→ WHAT YOU WILL DO:
Pick out every line in the records that contains the word "with" and copy each one. Case counts.

→ DATASET ENTRIES:
** Begin **

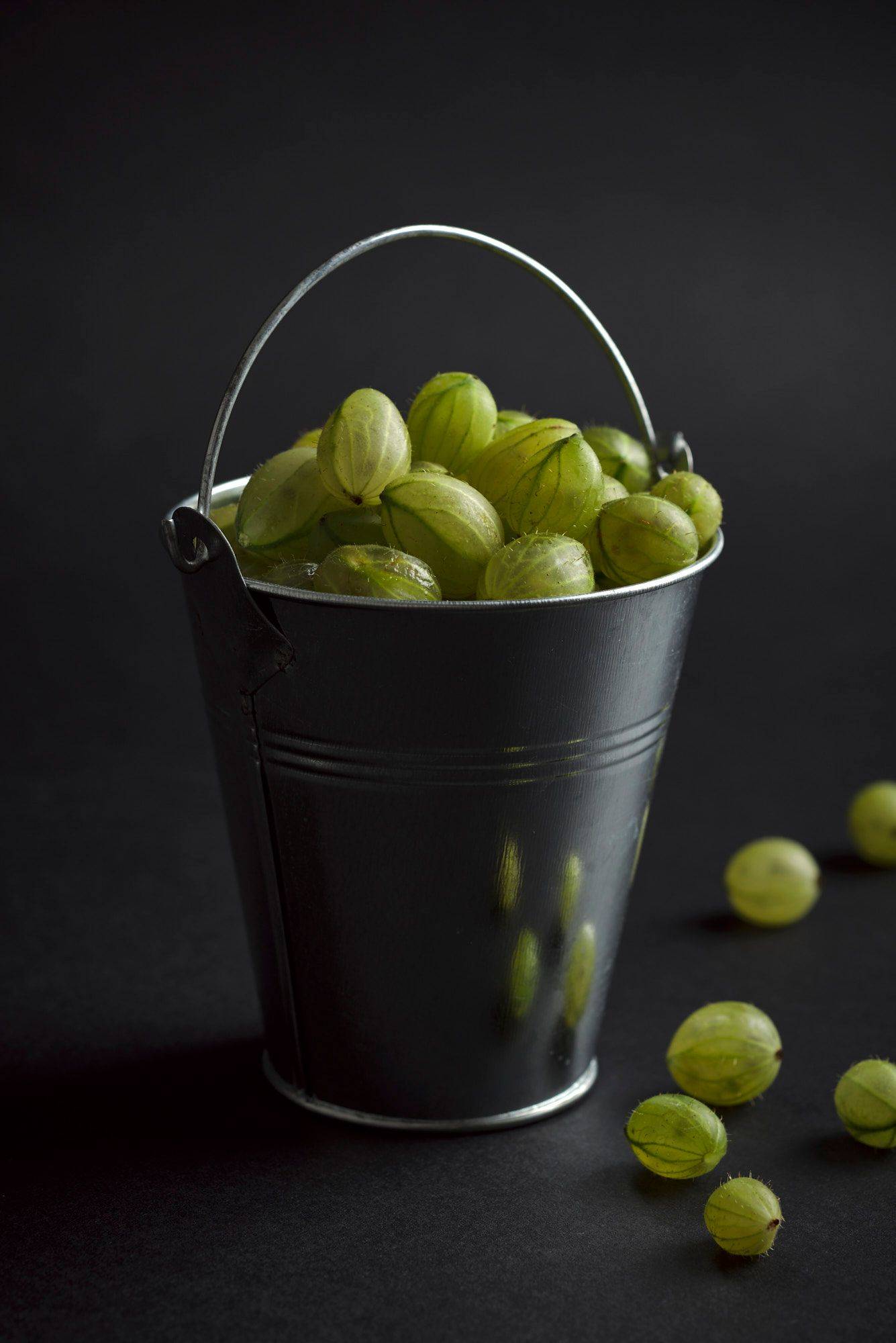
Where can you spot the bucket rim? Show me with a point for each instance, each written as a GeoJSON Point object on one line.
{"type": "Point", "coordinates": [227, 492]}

** End **
** Begin **

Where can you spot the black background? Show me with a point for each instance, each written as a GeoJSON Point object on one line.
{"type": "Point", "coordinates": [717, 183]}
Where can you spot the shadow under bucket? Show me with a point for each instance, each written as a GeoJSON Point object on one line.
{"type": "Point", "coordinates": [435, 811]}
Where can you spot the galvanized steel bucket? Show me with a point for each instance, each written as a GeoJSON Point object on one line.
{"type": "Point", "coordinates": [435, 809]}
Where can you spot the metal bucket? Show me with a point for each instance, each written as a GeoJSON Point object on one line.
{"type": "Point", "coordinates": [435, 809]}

** End **

→ FULL ANSWER:
Where can you spot the bucket rim? Show me with a point for each instance, each written as a GeoJSON Point object on one line.
Where can you spot the black background? Show me with a point for each instance, each written as a GeoJSON Point object on one line.
Where can you spot the shadow under bucket? Show me with a point for each instance, each written as a GeoJSON Point object on one line.
Where can you spot the galvanized steel bucket? Show me with a point for each instance, each written as a GeoJSON Point object on one line.
Where can you spot the metal bucket? Show me with a point for each instance, each written as a GeoJSON Point object on one line.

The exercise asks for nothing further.